The 65 refugees had moved a writ petition before the Madurai Bench of the Court. The writ petitioners’ Tamil-origin ancestors had been taken to Sri Lanka as indentured labourers during the colonial rule. Eventually, their descendants, including the petitioners, were said to have suffered immense discrimination in Sri Lanka, particularly after the country obtained its independence in 1948. They were eventually prompted to flee Sri Lanka and return to India between 1983 and 1985, around a time when the country was witnessing genocidal and brutal ethnic strife.
Following their escape from Sri Lanka, the petitioners were lodged in Refugee camps in Tamil Nadu, predominantly in Trichy apart from camps in Madurai, Perambalur, Karur, Mandapam etc.
After their entry into India, they also moved the Madras High Court to guard against possible deportation back to Sri Lanka. In response, the Government also gave an undertaking before the High Court that these refugees would not be forcibly sent back to Sri Lanka.
The petitioners eventually sought Indian citizenship. However, when the Government failed to respond to their plea, they were constrained to move the High Court again to intervene in the matter.
Before the High Court, the petitioners pleaded that they were geological Indians who were native to Tamil Nadu. Taking a sympathetic view of their plight, Justice Swaminathan observed,
“Only because their forefathers had gone to Sri Lanka to work as labour in tea estates of Sri Lanka, they had to suffer this condition of statelessness. “
However, the Tamil Nadu Government and the Central Government contended that the petitioners could not claim citizenship as a right, as it fell within the domain of State policy. The Central Government pointed out that it has the discretion to grant or refuse an application for grant of Indian citizenship.
Pertinently, it was contended that the petitioners were illegal migrants since they did not possess any valid travel documents at the time of entry into India. As such, it was argued that they were not statutorily eligible for registration as citizens under Section 5 or for naturalisation under Section 6 of the Indian Citizenship Act.
State has implied power to relax provisions for grant of citizenship
The High Court acknowledged that the petitioners were indeed illegal migrants. However, it opined that the State has the implied power to relax the technical rigours of Section 5 of the Indian Citizenship Act, 1955 which prescribes the eligibility for obtaining Indian Citizenship. To this end Justice Swaminathan noted,
“The Central Government need not feel helpless or take shelter behind Section 5 of the Citizenship Act, 1955. Notwithstanding the absence of an express power to relax the rigour set out in the opening clause of Section 5(1) of the Act, this Court must hold that the sovereign authority does have an implied power to do so. In fact, the existence of the implied power to grant relaxation in cases arising under the Indian Citizenship Act, 1955 was recognised by the Hon’ble Delhi High Court in Felix Stefan Kaye vs Foreigners Regional Registration Office…”

**What to do:** Reproduce everything in the refugee citizenship article from "Following their escape" down to "Karur, Mandapam etc.". The listing has no connection to the refugee citizenship article.

[Position identification records]

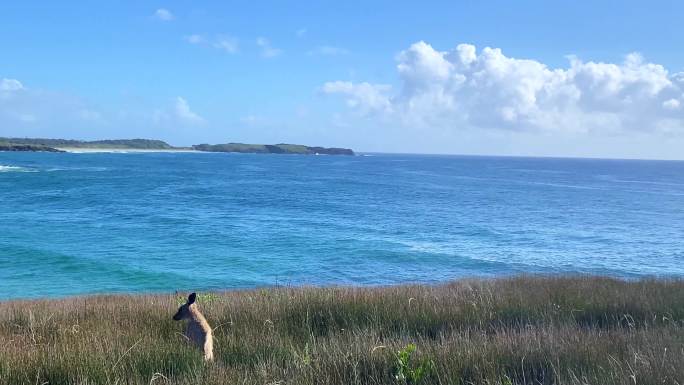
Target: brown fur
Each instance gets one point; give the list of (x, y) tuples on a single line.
[(198, 330)]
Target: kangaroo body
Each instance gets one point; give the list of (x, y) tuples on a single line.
[(198, 330)]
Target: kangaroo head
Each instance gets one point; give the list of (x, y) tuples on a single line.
[(184, 311)]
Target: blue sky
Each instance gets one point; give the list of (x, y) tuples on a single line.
[(572, 78)]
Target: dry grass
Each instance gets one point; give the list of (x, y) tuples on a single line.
[(524, 330)]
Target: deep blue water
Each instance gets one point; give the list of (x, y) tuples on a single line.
[(93, 223)]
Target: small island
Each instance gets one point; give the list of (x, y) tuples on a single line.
[(69, 145)]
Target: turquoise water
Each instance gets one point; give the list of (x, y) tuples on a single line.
[(94, 223)]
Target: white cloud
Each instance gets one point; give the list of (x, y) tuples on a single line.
[(671, 104), (226, 43), (195, 39), (365, 96), (462, 88), (183, 112), (327, 50), (267, 50), (163, 14), (10, 85)]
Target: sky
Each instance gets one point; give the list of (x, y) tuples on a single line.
[(527, 78)]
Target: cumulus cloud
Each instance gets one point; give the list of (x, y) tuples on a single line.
[(195, 39), (163, 14), (364, 96), (24, 109), (183, 112), (10, 85), (224, 43), (464, 88), (267, 50)]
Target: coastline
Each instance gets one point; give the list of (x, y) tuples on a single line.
[(76, 150)]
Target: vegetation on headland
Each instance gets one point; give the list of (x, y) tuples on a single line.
[(272, 149), (523, 330), (34, 144)]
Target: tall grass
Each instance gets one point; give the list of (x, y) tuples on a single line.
[(523, 330)]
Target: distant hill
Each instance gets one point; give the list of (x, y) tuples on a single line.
[(55, 145), (281, 148)]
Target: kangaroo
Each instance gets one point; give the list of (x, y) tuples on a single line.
[(198, 330)]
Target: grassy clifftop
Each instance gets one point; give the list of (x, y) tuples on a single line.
[(38, 144), (523, 330)]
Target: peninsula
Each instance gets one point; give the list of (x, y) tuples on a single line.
[(69, 145)]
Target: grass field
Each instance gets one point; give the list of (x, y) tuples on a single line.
[(523, 330)]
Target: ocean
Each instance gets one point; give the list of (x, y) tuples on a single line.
[(157, 222)]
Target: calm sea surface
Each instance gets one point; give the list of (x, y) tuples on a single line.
[(94, 223)]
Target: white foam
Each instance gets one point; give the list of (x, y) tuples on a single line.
[(14, 169)]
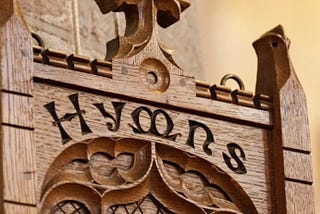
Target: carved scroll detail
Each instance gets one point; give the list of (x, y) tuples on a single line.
[(106, 175), (141, 17)]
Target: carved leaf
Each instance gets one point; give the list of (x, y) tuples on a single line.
[(121, 175)]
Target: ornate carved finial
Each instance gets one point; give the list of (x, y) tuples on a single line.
[(141, 17)]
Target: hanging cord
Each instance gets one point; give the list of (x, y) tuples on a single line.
[(76, 28), (116, 20)]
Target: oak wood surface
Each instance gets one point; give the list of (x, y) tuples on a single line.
[(10, 208), (48, 139)]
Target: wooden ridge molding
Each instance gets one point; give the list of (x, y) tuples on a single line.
[(277, 78), (17, 140)]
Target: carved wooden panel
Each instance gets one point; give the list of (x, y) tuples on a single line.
[(136, 134), (206, 161)]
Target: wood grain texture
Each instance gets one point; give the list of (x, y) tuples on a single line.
[(299, 198), (276, 78), (10, 208), (19, 166), (17, 110), (176, 95), (252, 139), (297, 166), (16, 77), (16, 50)]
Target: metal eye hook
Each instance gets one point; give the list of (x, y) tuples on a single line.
[(38, 39), (235, 78)]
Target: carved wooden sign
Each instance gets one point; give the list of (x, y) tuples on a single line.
[(136, 134)]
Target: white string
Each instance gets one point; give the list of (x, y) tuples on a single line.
[(76, 28), (116, 24)]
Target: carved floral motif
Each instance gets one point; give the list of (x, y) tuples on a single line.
[(106, 175), (141, 16)]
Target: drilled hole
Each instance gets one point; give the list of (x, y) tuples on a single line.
[(152, 77), (274, 44)]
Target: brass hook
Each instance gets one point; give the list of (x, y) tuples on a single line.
[(235, 78), (39, 40)]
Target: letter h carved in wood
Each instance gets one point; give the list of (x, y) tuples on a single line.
[(68, 117)]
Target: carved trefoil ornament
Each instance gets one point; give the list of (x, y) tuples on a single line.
[(105, 175)]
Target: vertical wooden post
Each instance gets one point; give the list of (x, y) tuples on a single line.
[(17, 143), (290, 148)]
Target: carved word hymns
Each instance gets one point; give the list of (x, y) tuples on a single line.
[(138, 128)]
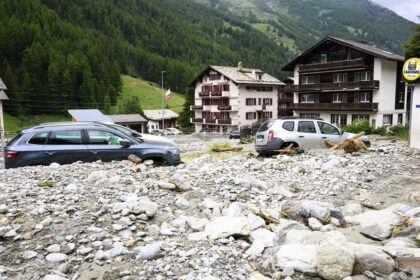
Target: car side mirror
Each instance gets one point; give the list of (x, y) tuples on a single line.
[(125, 143)]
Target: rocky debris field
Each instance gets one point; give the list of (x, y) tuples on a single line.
[(318, 215)]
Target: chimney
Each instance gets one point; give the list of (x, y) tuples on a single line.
[(240, 66)]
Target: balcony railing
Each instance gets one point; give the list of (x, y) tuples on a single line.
[(337, 65), (333, 86), (335, 106), (196, 107), (201, 94), (224, 107), (224, 121), (285, 100)]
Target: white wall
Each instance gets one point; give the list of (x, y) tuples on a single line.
[(415, 118)]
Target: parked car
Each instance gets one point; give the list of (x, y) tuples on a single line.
[(306, 133), (156, 132), (87, 142), (140, 136), (171, 131), (235, 134)]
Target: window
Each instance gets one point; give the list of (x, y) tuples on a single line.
[(339, 119), (326, 128), (400, 118), (251, 101), (39, 138), (359, 117), (401, 97), (362, 97), (387, 119), (214, 77), (310, 79), (306, 127), (101, 137), (338, 53), (355, 54), (268, 101), (66, 137), (251, 116), (362, 76), (308, 98), (340, 77), (289, 126), (340, 97), (309, 116)]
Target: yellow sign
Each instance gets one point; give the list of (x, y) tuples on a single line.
[(411, 69)]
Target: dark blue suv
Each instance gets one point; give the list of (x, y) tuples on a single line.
[(66, 143)]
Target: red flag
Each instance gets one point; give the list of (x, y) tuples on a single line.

**Response:**
Following their escape from Sri Lanka, the petitioners were lodged in Refugee camps in Tamil Nadu, predominantly in Trichy apart from camps in Madurai, Perambalur, Karur, Mandapam etc.